──────── Excerpted text

5.2 Clickstream analysis

This is one of the latest OLAP applications. Commercial Web sites generate gigabytes of data a day that describe every action made by every visitor to the site. No bricks and mortar retailer has the same level of detail available about how visitors browse the offerings, the route they take and even where they abandon transactions. A large site has an almost impossible volume of data to analyze, and a multidimensional framework is possibly the best way of making sense of it. There are many dimensions to this analysis, including where the visitors came from, the time of day, the route they take through the site, whether or not they started/completed a transaction, and any demographic data available about customer visitors.

  1. OLAP TOOLS

6.1 Oracle OLAP

Oracle OLAP provides support for business intelligence applications without the need for replicating large volumes of data in specialized analytical databases. Oracle OLAP allows applications to support complex multidimensional calculations directly against the data warehouse. The result is a single database that is more manageable, more scalable and accessible to the largest number of applications. Business intelligence applications are only useful when they are easily accessed.

Untitled

Fig. : An example of a graphically intense clickstream analysis application that uses OLAP.

Oracle OLAP, an integrated part of Oracle9i Database, provides support for multidimensional calculations and predictive functions. Oracle OLAP supports both the Oracle relational tables and analytic workspaces (a multidimensional data type). Key features of Oracle OLAP include:

  • The ability to support complex, multidimensional calculations
  • Support for predictive functions such as forecasts, models, non-additive aggregations and allocations, and scenario management (what if)
  • A Java OLAP API
  • Integrated OLAP administration

6.1.1 Platform for Business Intelligence Applications

Oracle9i Database provides a comprehensive platform for business intelligence applications. The components of the platform include:

  • The Oracle9i Database
  • Oracle OLAP as a facility within Oracle9i Database

This platform provides

  • A complete range of analytic functionality including multidimensional and predictive functions
  • Support for rapid query response times such as those that are normally associated with specialized analytical databases
  • A scalable platform for storing and analyzing multi-terabyte data sets.
  • A platform that is open to both multidimensional and SQL based applications
  • Support for Internet based applications

6.1.2 Oracle9i Database

The Oracle9i Database provides the foundation for Oracle OLAP by providing a scalable and secure data store, summary management facilities, metadata, SQL analytic functions, and high availability features. Scalability features that provide support for multi-terabyte data warehouses include:Partitioning allows objects in the data warehouse to broken down into smaller physical components that can then be managed independently and in parallelParallel query execution allows the database to use multiple processes to satisfy a single Java OLAPI API query

6.1.3 Summary Management

Materialized views provide facilities for effectively managing data within the data warehouse. As compared to summary tables, materialized views offer several advantages:

They are transparent to applications and users

They manage staleness of data

They can automatically update themselves when source data changes Like Oracle tables, materialized views can be partitioned and maintained in parallel. Unlike proprietary multidimensional cubes, data in materialized views are equally accessible by all applications using the data warehouse.

────────────────
──────── Data excerpt

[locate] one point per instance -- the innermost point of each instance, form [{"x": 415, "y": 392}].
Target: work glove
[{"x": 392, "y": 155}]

────────────────

▸ **Problem set**:
(1) List the key features of Oracle OLAP that the OLAP text gives.
(2) Write the next part of the OLAP text, picking up after its final sentence.

▸ **The answers**:
(1)
- The ability to support complex, multidimensional calculations
- Support for predictive functions such as forecasts, models, non-additive aggregations and allocations, and scenario management (what if)
- A Java OLAP API
- Integrated OLAP administration

(2)
6.1.4 Security

Security is critical to the data warehouse. To provide the strongest possible security and to minimize administrative overhead, all security policies are enforced within the data warehouse. Users are authenticated in the Oracle database using database authentication or Oracle Internet Directory (LDAP). Access to elements of the multidimensional data model is controlled through grants and privileges in the Oracle database. Cell level access to data is controlled in the Oracle database using Oracle’s Virtual Private Database feature.

6.1.5 Metadata

All metadata is stored in the Oracle database. Low level objects such as dimensions, tables and materialized views are defined directly from the Oracle data dictionary while higher level OLAP objects are defined in the OLAP catalog. The OLAP catalog contains objects such as Cubes and Measure folders as well as extensions to the definitions of other objects such as dimensions. The OLAP catalog fully defined the dimensions and facts and thus completes the definition of the star schema.

6.1.6 Disaster Recovery

  • Oracle’s disaster recovery features protect data in the data warehouse. Key features include:
  • Oracle Data Guard, a comprehensive standby database disaster recovery solution
  • Redo logs and the recovery catalog
  • Backup and restore operations that are fully integrated with Oracle’s partition features
  • Support for incremental backup and recovery

6.1.7 System Management

Oracle Enterprise Manager (OEM) provides a centralized, comprehensive management tool. OEM enables administrators to monitor all aspects of the database, including Oracle OLAP. Oracle Enterprise Manager provides management services to Oracle OLAP including:

Instance, session, and configuration management

Data modeling

Performance monitoring

Job scheduling

6.1.8 System Requirements

Oracle OLAP is installed as part of the Oracle9i Database and imposes no additional system requirements. Oracle OLAP can also be installed on a middle tier system. When installed on a middle tier system, 128 MB of memory is required. When analytic workspaces are used extensively, additional memory is recommended. The actual amount of memory for use with analytic workspaces will vary with your application.

6.2 Deltathree

6.2.1 Introduction

Deltathree’s Online Analytical Processing Tool (OLAP) is a web- based database providing in- depth statistics to help you develop strategic plans to best serve your customers and drive new revenue streams.

6.2.2 Reseller Network Analysis

Use the Reseller Network Analysis Cube to analyze network data for call quality and traffic patterns. Search for information using many different criteria such as duration of calls, number of calls made, Answer Seizure Ratio (ASR) – call completion ratio, and more. Cut and slice that data by day, month, year, quarter, day of week, destinations, and more.

6.2.3 Reseller Financial Traffic

Use the Reseller Financial Traffic Cube to analyze network data for revenues, charges, trends, and profits. Search for information using many different criteria such as the gross duration of the call, duration of the call for the billing charge, retail charge of call, wholesale charge of call. Cut and slice that data by day, month, year, quarter, day of week, destinations, and more.

6.2. 4 Customer Activities

Search for information using many different criteria such as accounts recharged, status of accounts (for example, activated or expired), change in balance of an account, and more. Cut and slice that data by day, month, year, quarter, day of week, destinations, and more. Use the Customers Events Cube to analyze user account activities in the system.

6.2.5 View CDRs

Retrieve CDRs (Call Detail Records) from our FTP (File Transfer Protocol) Directory. The files in the FTP Directory can be exported on a daily/ weekly/ monthly basis to a text file.

6.2. 6 Save your reports

When you generate reports in the Customer Events, Reseller Network Analysis, or Reseller Financial Traffic Cubes, save them in the Customized Reports folder for future use.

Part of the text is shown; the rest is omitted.